■ Problema planteado A:
Calcula cuántas líneas de las entradas contienen la palabra "sandal", teniendo en cuenta las mayúsculas y minúsculas. Responde solo con el número.

■ Fragmento seleccionado:
Anticiparse a los movimientos de los demás: contraatacarlos antes de que puedan hacer sus movimientos. Para él esto era ver las cosas por delante, enfocarse en una serie de objetivos. Su primer objetivo fue la elección de Donald Trump, el segundo el personal de la Administración de Trump. Ahora se estaba apropiando del alma de la Casa Blanca de Trump. Porque él entendió lo que los otros aún no sabían: esta sería una lucha a muerte”.
Bannon, además, rompió algunos de sus propios récords de maledicencia y cobardía el domingo, al declarar que lo dicho por él, según el libro, contra Don Jr., el primogénito de Trump, no era sobre este sino dirigido a Paul Manafor. Y todo porque teme quedarse sin trabajo y sin dinero: Rebekah Mercer, donante y accionista de Breitbart News, ha retirado su apoyo a Bannon por “sus acciones y declaraciones recientes”.

■ Entradas dadas:

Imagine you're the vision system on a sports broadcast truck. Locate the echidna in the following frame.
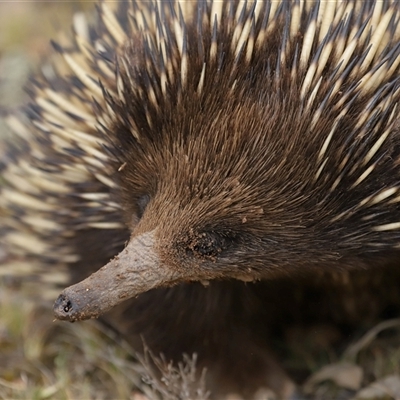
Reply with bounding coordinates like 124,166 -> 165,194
0,0 -> 400,398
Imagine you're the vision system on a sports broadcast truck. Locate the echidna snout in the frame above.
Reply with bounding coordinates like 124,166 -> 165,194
54,232 -> 184,322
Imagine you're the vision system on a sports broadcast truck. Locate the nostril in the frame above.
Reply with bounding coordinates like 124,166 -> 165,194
54,294 -> 74,320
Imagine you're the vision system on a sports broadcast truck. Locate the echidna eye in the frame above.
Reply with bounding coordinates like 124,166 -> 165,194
137,194 -> 150,218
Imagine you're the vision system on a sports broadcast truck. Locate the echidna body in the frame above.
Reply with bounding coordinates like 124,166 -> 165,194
0,0 -> 400,394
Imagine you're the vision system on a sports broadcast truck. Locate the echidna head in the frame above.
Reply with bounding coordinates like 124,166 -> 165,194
55,2 -> 399,320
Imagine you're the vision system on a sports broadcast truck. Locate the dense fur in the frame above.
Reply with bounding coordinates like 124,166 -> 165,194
0,1 -> 400,396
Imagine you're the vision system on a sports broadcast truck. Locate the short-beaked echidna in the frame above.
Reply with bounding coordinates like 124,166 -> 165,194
0,0 -> 400,394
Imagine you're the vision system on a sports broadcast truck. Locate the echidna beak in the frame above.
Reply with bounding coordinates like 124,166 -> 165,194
54,231 -> 180,322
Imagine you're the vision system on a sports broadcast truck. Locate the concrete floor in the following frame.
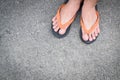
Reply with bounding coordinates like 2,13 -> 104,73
0,0 -> 120,80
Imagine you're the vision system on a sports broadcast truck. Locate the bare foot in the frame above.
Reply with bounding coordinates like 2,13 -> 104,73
82,6 -> 100,41
52,1 -> 80,35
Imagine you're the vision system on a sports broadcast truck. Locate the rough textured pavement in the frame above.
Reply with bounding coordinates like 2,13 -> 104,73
0,0 -> 120,80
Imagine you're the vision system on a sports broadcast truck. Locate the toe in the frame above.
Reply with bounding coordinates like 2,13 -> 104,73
82,34 -> 89,41
52,16 -> 56,22
59,29 -> 66,35
89,34 -> 93,41
94,28 -> 98,37
97,27 -> 100,34
54,26 -> 59,32
53,20 -> 57,25
53,24 -> 58,29
91,32 -> 96,40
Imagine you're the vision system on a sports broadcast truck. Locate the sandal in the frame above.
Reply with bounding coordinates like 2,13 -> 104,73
80,6 -> 100,44
51,4 -> 76,38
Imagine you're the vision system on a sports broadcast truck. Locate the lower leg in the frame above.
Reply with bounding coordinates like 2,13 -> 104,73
82,0 -> 99,41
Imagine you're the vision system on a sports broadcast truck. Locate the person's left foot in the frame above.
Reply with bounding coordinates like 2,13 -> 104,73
81,6 -> 100,41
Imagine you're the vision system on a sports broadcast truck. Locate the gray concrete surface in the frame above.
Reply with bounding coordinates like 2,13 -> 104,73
0,0 -> 120,80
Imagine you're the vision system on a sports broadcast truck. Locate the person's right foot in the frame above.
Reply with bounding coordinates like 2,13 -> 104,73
52,2 -> 80,35
81,6 -> 100,41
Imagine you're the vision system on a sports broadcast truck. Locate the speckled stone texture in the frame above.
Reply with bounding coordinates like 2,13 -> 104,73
0,0 -> 120,80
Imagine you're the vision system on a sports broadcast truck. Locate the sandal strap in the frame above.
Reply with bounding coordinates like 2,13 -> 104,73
56,4 -> 76,29
80,11 -> 100,34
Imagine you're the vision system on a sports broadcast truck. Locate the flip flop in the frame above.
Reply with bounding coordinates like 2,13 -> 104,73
79,6 -> 100,44
51,4 -> 76,38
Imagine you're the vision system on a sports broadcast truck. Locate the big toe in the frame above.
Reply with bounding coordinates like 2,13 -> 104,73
82,34 -> 89,41
59,29 -> 66,35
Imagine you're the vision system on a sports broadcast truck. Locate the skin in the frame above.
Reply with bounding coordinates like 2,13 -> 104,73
52,0 -> 100,41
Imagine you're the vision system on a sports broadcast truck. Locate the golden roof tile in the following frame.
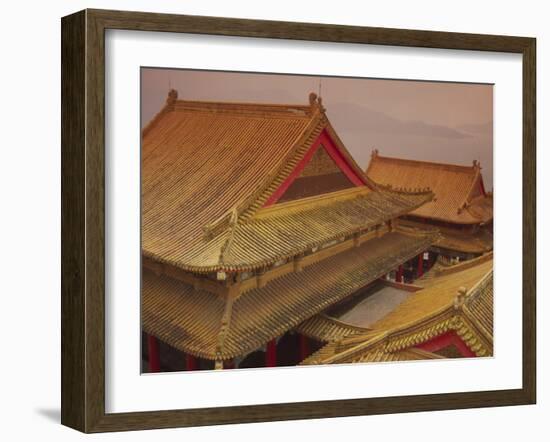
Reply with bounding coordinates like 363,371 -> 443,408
142,93 -> 432,273
142,232 -> 436,359
302,254 -> 493,365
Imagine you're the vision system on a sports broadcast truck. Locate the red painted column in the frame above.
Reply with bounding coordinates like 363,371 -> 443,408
298,335 -> 309,362
265,339 -> 277,367
185,353 -> 198,371
417,253 -> 424,278
147,335 -> 160,373
395,265 -> 403,282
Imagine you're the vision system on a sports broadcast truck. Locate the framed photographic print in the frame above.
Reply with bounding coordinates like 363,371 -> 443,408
62,10 -> 536,432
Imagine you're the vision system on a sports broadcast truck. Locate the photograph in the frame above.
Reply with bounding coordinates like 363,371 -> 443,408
141,70 -> 494,373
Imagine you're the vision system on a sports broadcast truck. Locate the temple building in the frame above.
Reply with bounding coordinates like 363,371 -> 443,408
142,90 -> 440,372
366,150 -> 493,262
299,252 -> 493,365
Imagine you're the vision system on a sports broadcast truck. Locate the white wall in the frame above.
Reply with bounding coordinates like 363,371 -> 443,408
0,0 -> 550,441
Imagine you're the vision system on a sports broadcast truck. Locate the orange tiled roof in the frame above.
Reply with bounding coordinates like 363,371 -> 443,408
142,91 -> 432,273
366,150 -> 493,224
302,253 -> 493,365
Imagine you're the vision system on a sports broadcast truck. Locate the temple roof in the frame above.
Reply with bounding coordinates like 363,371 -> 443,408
366,150 -> 493,228
142,91 -> 433,273
301,253 -> 493,364
142,231 -> 437,360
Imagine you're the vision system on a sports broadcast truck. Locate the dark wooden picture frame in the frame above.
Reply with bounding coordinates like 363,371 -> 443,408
61,10 -> 536,432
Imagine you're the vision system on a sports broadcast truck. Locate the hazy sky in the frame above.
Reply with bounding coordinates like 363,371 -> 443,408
142,69 -> 493,190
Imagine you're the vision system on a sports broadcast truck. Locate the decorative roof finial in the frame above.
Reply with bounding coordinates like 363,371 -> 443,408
309,92 -> 325,112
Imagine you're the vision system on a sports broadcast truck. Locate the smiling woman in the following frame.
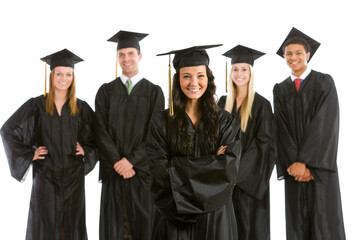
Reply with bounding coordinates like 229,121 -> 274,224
1,49 -> 97,240
147,46 -> 241,240
179,65 -> 208,103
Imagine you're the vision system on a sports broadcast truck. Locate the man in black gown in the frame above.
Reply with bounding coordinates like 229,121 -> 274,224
274,28 -> 345,240
95,31 -> 164,240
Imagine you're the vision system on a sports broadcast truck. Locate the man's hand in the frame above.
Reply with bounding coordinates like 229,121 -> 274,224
216,145 -> 227,155
287,162 -> 306,180
114,157 -> 135,178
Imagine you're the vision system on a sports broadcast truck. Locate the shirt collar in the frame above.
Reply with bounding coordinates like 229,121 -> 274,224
120,73 -> 143,87
290,66 -> 311,81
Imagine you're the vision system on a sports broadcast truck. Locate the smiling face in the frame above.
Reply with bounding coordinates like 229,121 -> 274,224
54,66 -> 74,91
179,65 -> 208,101
231,63 -> 250,87
284,44 -> 310,77
117,47 -> 142,78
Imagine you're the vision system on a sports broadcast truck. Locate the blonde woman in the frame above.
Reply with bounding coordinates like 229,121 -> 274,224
218,45 -> 274,240
1,49 -> 97,240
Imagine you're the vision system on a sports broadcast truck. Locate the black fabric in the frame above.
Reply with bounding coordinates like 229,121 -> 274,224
95,78 -> 164,240
274,71 -> 345,240
223,45 -> 265,66
276,27 -> 320,62
40,48 -> 83,70
156,44 -> 222,71
108,30 -> 149,51
147,109 -> 241,240
218,93 -> 276,240
1,96 -> 97,240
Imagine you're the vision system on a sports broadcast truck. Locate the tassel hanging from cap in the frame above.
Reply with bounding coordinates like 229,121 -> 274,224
225,59 -> 227,92
115,59 -> 117,79
169,55 -> 174,117
44,61 -> 47,97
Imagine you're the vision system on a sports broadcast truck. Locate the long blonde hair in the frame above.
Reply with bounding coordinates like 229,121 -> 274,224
225,64 -> 255,132
46,68 -> 79,116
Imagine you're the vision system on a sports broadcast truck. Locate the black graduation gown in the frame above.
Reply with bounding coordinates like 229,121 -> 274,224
147,109 -> 241,240
274,71 -> 345,240
218,93 -> 275,240
1,96 -> 97,240
95,78 -> 164,240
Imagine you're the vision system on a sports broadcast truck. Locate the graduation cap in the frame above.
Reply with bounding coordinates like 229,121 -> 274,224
156,44 -> 222,70
108,30 -> 149,51
40,48 -> 84,96
40,48 -> 84,70
223,45 -> 265,66
223,45 -> 265,92
276,27 -> 320,62
156,44 -> 222,116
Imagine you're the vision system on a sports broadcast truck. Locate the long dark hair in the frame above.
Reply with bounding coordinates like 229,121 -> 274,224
168,66 -> 219,155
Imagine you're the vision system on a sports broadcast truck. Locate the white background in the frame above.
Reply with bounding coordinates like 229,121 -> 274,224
0,0 -> 360,240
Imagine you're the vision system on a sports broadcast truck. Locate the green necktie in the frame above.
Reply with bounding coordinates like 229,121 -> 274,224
126,78 -> 132,95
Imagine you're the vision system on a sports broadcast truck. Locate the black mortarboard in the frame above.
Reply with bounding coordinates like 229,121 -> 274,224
156,44 -> 222,70
276,27 -> 320,62
108,30 -> 149,51
223,45 -> 265,66
40,48 -> 84,70
156,44 -> 222,116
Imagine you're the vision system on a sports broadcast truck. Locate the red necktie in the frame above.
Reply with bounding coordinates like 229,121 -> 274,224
294,78 -> 301,91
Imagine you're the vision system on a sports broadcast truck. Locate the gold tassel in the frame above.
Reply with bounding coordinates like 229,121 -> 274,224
169,58 -> 174,117
44,61 -> 46,97
115,59 -> 117,79
225,59 -> 227,92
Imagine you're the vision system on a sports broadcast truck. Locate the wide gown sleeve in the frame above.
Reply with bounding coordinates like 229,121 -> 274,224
237,102 -> 275,200
274,75 -> 339,174
146,111 -> 196,223
297,75 -> 339,172
128,86 -> 165,172
1,98 -> 37,182
79,102 -> 98,174
95,84 -> 121,175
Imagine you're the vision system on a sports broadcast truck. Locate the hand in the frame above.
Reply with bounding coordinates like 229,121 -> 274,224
287,162 -> 306,180
122,168 -> 135,179
216,145 -> 227,155
114,157 -> 133,175
295,168 -> 314,182
76,142 -> 85,156
33,146 -> 48,161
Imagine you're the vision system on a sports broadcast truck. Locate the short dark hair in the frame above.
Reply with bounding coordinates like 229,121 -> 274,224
282,37 -> 311,53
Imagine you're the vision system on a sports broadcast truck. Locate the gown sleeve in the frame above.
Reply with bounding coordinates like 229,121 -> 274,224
146,111 -> 196,223
128,86 -> 165,172
95,84 -> 121,176
237,102 -> 275,200
168,111 -> 241,214
273,84 -> 297,177
274,75 -> 339,177
1,98 -> 37,182
296,75 -> 339,172
79,102 -> 98,174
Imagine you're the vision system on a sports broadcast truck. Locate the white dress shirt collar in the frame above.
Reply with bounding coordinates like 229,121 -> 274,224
120,73 -> 143,87
290,66 -> 311,82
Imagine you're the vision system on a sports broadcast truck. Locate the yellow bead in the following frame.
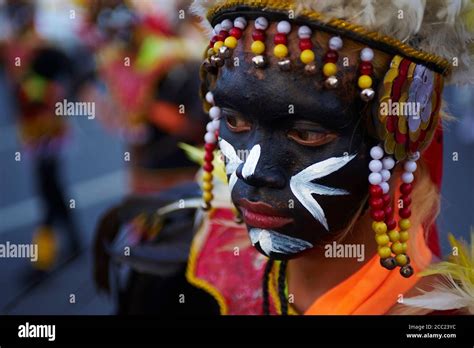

■ Problema planteado B:
Responde a estas preguntas sobre el fragmento seleccionado:
(i) ¿Cuál fue el primer objetivo de la serie de objetivos que se menciona?
(ii) ¿Qué día hizo Bannon la declaración sobre Don Jr.?
(iii) ¿Quién ha retirado su apoyo a Bannon?

■ Respuesta escrita A:
2

■ Respuesta escrita B:
(i) La elección de Donald Trump.
(ii) El domingo.
(iii) Rebekah Mercer, donante y accionista de Breitbart News.